* Task: Copy the text of every entry below word for word, leaving out the pictures.

* Dataset rows:
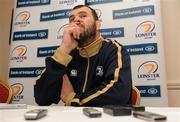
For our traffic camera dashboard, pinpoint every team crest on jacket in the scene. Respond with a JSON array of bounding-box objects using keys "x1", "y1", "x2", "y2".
[
  {"x1": 70, "y1": 69, "x2": 77, "y2": 77},
  {"x1": 96, "y1": 66, "x2": 104, "y2": 76}
]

* Problem solution:
For our traffic camera dashboard, pinpoint every team crest on jacket in the scene. Respond with a JSON array of bounding-box objects using keys "x1", "y1", "x2", "y2".
[
  {"x1": 70, "y1": 69, "x2": 77, "y2": 77},
  {"x1": 96, "y1": 66, "x2": 104, "y2": 76}
]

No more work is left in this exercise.